À faire »
a) Traduisez en anglais cette phrase de l'extrait sur Cadícamo : « Il aimait la beauté sous toutes ses formes : jolies femmes, voitures de sport et poésie cultivée. »
b) Dans l'extrait sur Cadícamo, recopiez s'il vous plaît tout le passage allant de « Enrique Cadicamo : Trajectoire » jusqu'à « des années 1940. », en substituant « roi de la nuit » à « prince de la nuit ».

Extrait choisi »
■ ■ ■ ■ ■

Enrique Cadicamo : Trajectoire d’un poète

Editeur : La Salida n°46, novembre-décembre

Auteur : Fabrice Hatem

Cadicamo : trajectoire d’un poète

C’était un prince de la nuit, un globe-trotter distingué, un séducteur élégant et raffiné. Il aimait la beauté sous toutes ses formes : jolies femmes, voitures de sport et poésie cultivée. Il portait davantage d’intérêt aux particularités des caractères et à l’intimité des sentiments qu’aux grands problèmes de société. Ces trois caractéristiques – romantisme, esthétisme, intimisme – constituent des clés puissantes pour comprendre la trajectoire artistique de l’auteur de Nostalgias. Une trajectoire qui fit de lui une figure centrale de l’évolution littéraire du tango, un trait d’union entre la poésie plébéienne des années 1920 et le romantisme métaphysique des années 1940.

Commençant sa carrière par la description des personnages typiques de la nuit portègne, dans un style populaire et direct assez proche de celui de Celedonio Flores, il la poursuit par la description des errances amoureuses d’un séducteur élégant et romantique, tout en incorporant avec bonheur les apports de la poésie « cultivée » européenne. Ses dernières œuvres marquantes expriment le désarroi d’un personnage solitaire, évoquant avec une nostalgie parfois torturée le souvenir des amours passées, dans un langage dont l’affinement progressif contribue, aux côtés d’autres auteurs comme Homero Manzi et Cátulo Castillo, à donner à la poésie tanguera sa plus haute qualité littéraire.

Son œuvre d’une extraordinaire plasticité, englobe ainsi, en moins de trente ans de production, tous les thèmes et tous les styles de la poésie tanguera. Comme le souligne Horacio Ferrer, il a cultivé, avec un égal succès, toutes les tessitures de paysages, de types humains, et de situations auxquels Buenos Aires sert de creuset : le cabaret, la femme de la nuit, la référence au passé, le faubourg. Il a également utilisé avec maestria différents registres de langage, depuis un parler populaire teinté de lunfardo, jusqu’à un style raffiné, tissé de belles images littéraire, mais suffisamment sobre, simple et naturel pour rester accessible au grand public.

Le chroniqueur de la nuit portègne

Le jeune Cadícamo des années 1920 fréquente à la fois le monde de la bohème littéraire et celui des cabarets de tango. De la confluence de ces deux sources, naît le premier jaillissement de son œuvre poétique, peuplé des personnages du faubourg et surtout de la nuit portègne : la fille de cabaret séductrice et arrogante (Pompas de Jabón 1925 ; Che Papusa Oi !, 1927 ; Muñeca Brava 1928), le viveur un peu ridicule (Che Bartolo 1928), le petit frimeur jouant au voyou (Compradon,1928), la vieille femme abandonnée (Nunca Tuvio novio 1930 ; Vieja Recova, 1930), le séducteur déchu (Viejo Smoking, 1930). Tous ces personnages sont décrits avec une gouaille populaire et un ton parfois moralisateur qui rappellent la poésie de Celedonio Flores, mais avec plusieurs différences importantes, tenant à la fois au style et aux thématiques, qui préfigurent déjà l’émancipation ultérieure de Cadícamo par rapport à cette poésie plébéienne.

■ ■ ■ ■ ■

Lignes »
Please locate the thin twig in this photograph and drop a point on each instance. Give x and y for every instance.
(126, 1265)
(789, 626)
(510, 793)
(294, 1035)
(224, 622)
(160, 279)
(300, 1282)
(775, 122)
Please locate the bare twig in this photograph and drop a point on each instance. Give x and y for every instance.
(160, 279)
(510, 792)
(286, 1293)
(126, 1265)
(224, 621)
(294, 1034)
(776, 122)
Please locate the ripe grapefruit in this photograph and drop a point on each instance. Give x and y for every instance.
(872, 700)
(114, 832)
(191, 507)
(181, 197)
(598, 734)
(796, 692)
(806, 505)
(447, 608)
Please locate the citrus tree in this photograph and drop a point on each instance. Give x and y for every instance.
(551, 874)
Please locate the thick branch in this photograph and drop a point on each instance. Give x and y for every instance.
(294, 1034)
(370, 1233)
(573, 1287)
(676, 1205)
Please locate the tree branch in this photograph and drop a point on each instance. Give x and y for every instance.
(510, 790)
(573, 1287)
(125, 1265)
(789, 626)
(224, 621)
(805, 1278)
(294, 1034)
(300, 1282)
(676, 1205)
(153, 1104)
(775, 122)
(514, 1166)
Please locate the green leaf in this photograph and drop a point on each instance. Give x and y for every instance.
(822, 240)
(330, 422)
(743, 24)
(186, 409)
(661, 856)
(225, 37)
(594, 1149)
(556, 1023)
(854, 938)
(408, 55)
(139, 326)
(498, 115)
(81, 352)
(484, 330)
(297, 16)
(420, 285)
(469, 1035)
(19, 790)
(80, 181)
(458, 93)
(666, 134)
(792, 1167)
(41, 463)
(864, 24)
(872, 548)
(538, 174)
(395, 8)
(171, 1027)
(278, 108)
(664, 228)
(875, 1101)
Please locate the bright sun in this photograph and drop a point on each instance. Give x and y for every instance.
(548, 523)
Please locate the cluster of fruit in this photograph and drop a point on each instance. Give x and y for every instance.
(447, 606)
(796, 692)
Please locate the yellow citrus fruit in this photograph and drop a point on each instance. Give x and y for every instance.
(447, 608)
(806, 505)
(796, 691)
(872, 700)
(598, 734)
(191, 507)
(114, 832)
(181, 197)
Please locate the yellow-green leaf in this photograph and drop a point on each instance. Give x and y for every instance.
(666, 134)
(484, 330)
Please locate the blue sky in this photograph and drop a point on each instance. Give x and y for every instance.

■ ■ ■ ■ ■

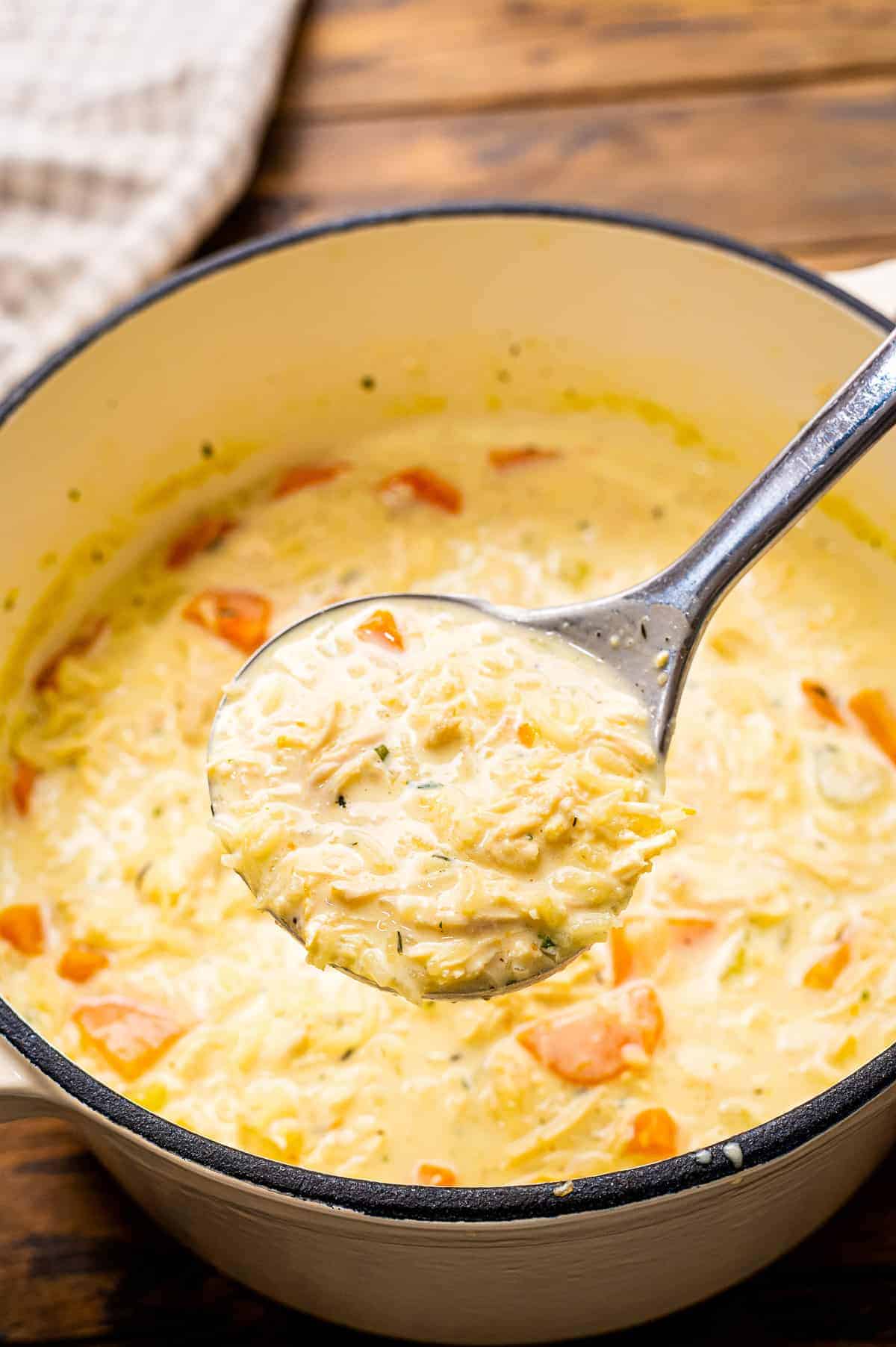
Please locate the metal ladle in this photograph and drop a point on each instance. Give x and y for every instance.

■ ■ ■ ■ ■

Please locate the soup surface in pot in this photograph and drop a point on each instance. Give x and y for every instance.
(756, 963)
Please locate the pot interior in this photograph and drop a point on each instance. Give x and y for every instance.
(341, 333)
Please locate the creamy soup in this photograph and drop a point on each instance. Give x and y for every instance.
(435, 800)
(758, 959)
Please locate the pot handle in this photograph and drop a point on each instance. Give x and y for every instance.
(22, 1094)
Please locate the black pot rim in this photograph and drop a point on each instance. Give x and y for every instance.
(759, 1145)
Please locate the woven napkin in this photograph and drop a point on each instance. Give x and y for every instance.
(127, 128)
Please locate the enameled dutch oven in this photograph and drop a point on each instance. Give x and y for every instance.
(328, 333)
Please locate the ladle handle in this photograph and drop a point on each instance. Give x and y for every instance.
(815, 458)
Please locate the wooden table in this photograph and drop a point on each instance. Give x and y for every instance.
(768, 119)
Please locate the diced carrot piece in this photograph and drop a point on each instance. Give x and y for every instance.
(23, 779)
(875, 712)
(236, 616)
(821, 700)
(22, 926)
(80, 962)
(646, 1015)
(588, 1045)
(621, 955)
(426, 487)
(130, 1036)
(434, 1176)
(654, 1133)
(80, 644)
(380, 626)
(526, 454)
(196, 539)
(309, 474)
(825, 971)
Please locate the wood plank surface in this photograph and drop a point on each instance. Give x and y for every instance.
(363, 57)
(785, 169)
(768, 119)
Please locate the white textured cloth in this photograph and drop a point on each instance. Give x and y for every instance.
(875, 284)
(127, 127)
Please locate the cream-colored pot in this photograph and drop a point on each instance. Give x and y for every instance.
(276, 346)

■ ■ ■ ■ ■

Réponses par ordre »
a) He loved beauty in all its forms: pretty women, sports cars and cultivated poetry.

b)
Enrique Cadicamo : Trajectoire d’un poète

Editeur : La Salida n°46, novembre-décembre

Auteur : Fabrice Hatem

Cadicamo : trajectoire d’un poète

C’était un roi de la nuit, un globe-trotter distingué, un séducteur élégant et raffiné. Il aimait la beauté sous toutes ses formes : jolies femmes, voitures de sport et poésie cultivée. Il portait davantage d’intérêt aux particularités des caractères et à l’intimité des sentiments qu’aux grands problèmes de société. Ces trois caractéristiques – romantisme, esthétisme, intimisme – constituent des clés puissantes pour comprendre la trajectoire artistique de l’auteur de Nostalgias. Une trajectoire qui fit de lui une figure centrale de l’évolution littéraire du tango, un trait d’union entre la poésie plébéienne des années 1920 et le romantisme métaphysique des années 1940.